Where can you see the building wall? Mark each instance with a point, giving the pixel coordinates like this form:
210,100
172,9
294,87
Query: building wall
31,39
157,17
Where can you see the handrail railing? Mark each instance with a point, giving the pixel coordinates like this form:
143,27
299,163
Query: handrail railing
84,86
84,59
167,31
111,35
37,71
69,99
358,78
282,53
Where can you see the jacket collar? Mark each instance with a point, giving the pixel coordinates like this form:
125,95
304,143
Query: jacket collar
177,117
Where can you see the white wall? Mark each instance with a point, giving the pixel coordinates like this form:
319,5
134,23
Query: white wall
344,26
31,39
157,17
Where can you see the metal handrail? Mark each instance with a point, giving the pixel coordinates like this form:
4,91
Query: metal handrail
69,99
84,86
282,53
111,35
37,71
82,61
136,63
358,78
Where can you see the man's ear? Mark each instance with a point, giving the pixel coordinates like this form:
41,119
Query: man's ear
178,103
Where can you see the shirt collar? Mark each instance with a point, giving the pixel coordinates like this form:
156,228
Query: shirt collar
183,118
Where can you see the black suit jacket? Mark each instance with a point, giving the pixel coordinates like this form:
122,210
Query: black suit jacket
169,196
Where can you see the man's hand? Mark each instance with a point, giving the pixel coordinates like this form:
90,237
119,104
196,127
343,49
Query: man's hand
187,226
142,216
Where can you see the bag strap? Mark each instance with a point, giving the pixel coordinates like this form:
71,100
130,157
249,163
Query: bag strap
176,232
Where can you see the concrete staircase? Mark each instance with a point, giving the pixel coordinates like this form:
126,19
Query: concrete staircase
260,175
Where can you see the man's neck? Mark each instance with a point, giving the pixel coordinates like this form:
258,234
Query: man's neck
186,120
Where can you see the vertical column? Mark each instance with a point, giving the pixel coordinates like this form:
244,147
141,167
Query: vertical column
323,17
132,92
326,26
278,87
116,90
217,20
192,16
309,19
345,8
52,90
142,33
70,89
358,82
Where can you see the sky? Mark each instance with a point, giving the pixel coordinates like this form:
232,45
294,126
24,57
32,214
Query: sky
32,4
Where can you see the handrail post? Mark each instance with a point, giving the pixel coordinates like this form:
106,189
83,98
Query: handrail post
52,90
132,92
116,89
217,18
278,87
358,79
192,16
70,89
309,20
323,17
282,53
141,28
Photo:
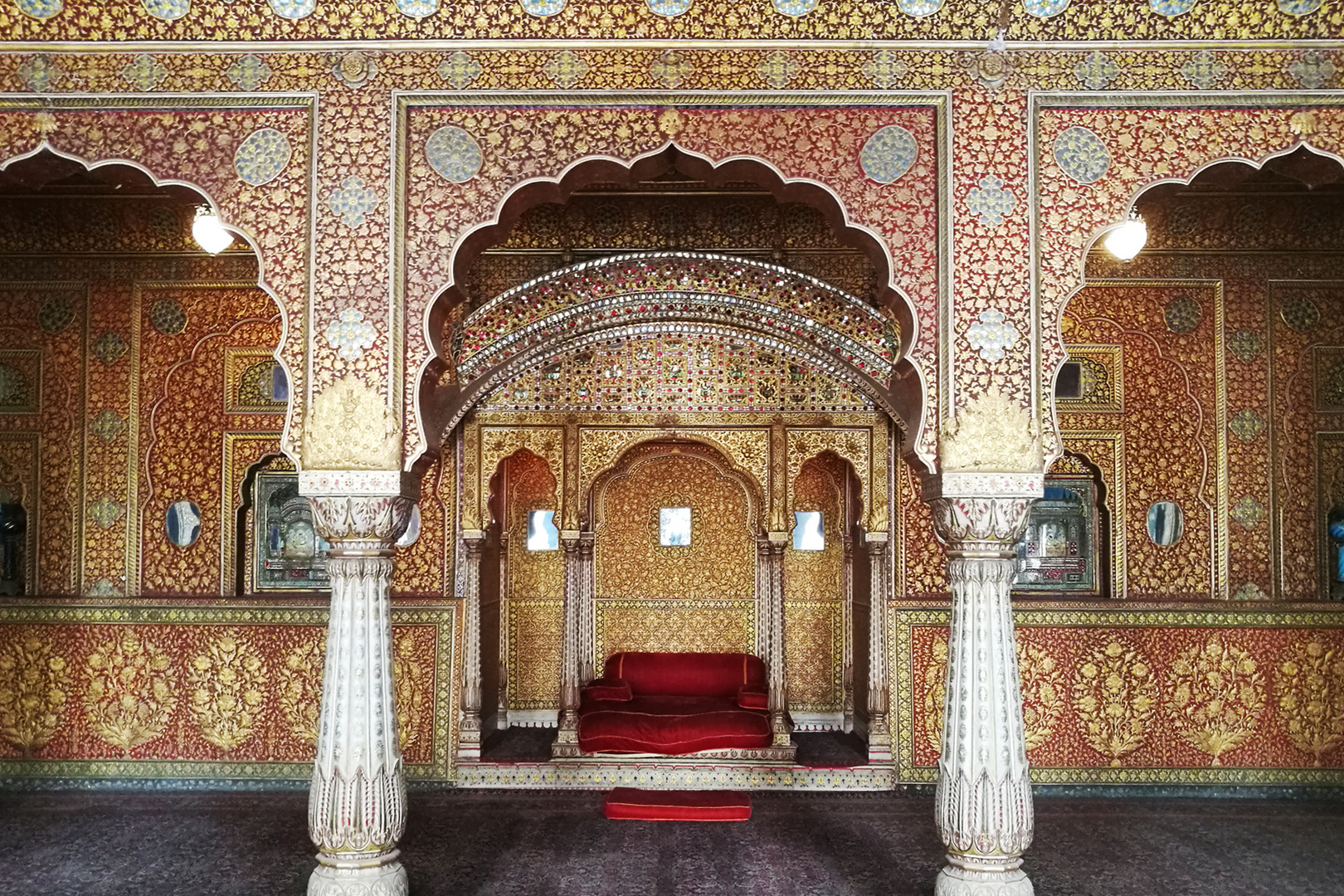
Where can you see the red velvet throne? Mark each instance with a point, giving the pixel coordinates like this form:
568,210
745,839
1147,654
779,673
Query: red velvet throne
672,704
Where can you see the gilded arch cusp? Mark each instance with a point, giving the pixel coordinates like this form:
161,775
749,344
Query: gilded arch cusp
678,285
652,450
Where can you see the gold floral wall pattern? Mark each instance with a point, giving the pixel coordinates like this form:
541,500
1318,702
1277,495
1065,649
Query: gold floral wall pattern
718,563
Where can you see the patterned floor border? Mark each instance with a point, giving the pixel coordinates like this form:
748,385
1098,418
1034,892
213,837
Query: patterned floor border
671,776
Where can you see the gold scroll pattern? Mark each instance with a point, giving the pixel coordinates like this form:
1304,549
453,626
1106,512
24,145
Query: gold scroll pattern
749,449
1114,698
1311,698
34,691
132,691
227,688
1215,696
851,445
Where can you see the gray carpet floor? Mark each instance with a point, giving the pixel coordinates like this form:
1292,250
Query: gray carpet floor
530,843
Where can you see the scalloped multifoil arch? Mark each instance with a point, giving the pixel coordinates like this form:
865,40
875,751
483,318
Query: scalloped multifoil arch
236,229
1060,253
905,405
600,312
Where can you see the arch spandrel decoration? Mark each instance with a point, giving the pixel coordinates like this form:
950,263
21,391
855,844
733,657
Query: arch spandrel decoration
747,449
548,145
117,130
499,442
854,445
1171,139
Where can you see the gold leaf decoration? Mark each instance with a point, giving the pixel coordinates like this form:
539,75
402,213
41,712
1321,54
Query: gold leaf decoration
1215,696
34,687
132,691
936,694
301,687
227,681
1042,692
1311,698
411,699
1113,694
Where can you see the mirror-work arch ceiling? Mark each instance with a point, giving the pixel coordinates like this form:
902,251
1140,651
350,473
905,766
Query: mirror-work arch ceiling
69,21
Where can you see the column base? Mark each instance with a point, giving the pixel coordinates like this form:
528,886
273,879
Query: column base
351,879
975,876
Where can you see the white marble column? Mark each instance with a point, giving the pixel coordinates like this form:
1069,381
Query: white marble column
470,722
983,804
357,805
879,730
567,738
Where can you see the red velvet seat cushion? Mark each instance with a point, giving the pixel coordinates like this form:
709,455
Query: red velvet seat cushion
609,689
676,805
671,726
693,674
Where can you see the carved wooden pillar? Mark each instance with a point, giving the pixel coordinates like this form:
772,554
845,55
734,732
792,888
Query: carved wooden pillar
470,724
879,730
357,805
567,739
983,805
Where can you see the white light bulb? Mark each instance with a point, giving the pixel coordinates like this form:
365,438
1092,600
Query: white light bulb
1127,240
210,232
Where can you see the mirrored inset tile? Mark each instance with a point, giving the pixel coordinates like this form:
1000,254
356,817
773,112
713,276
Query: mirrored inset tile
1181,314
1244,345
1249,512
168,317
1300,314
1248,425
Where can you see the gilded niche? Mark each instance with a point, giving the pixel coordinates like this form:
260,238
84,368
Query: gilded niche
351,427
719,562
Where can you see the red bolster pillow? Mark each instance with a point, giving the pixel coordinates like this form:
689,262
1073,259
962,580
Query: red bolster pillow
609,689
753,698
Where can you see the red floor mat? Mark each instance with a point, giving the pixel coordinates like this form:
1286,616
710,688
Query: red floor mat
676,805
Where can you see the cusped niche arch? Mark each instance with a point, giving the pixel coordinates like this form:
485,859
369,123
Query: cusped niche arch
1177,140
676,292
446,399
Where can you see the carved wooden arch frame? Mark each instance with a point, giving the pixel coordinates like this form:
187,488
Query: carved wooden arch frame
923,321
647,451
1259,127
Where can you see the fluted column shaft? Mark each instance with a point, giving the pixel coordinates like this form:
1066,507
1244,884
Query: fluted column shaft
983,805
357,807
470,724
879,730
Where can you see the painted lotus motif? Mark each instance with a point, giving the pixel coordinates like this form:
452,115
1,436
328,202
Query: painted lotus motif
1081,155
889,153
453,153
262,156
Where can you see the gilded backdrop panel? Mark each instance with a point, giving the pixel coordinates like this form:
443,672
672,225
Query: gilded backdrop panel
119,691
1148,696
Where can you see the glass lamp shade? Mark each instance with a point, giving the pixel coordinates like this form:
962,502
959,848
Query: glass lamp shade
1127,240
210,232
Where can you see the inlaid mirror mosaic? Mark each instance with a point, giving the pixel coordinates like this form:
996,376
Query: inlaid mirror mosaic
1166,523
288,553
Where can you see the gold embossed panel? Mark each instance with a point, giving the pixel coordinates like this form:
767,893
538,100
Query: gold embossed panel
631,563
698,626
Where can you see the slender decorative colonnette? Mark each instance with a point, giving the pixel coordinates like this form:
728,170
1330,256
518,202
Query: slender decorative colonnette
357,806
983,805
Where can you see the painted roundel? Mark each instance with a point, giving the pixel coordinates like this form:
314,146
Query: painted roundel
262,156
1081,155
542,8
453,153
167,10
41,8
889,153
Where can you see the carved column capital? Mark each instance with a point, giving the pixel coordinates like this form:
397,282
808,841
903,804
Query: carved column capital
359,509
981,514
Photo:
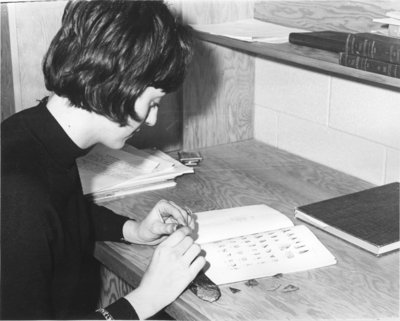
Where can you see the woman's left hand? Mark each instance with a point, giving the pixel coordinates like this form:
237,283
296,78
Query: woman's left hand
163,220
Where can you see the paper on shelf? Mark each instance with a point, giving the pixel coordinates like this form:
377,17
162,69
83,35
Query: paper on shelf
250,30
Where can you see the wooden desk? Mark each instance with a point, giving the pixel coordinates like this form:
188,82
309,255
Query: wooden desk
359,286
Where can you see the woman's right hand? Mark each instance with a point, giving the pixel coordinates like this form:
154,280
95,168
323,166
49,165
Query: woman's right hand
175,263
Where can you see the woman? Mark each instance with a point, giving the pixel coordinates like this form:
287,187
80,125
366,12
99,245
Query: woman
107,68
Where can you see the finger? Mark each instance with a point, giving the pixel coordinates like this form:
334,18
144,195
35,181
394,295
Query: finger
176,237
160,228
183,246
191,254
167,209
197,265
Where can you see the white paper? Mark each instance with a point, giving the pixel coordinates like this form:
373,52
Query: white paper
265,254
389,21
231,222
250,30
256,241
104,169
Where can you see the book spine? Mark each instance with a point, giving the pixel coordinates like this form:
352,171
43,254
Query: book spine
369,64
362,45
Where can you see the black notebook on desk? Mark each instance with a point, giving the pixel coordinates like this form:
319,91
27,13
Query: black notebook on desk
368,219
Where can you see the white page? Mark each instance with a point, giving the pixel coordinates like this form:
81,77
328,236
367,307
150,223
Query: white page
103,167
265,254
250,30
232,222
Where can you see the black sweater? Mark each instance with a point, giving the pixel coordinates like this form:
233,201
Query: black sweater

────────────────────────────────────────

Count up every line above that has the word "sweater" in it; answer with the number alone.

> [RESPONSE BELOW]: 2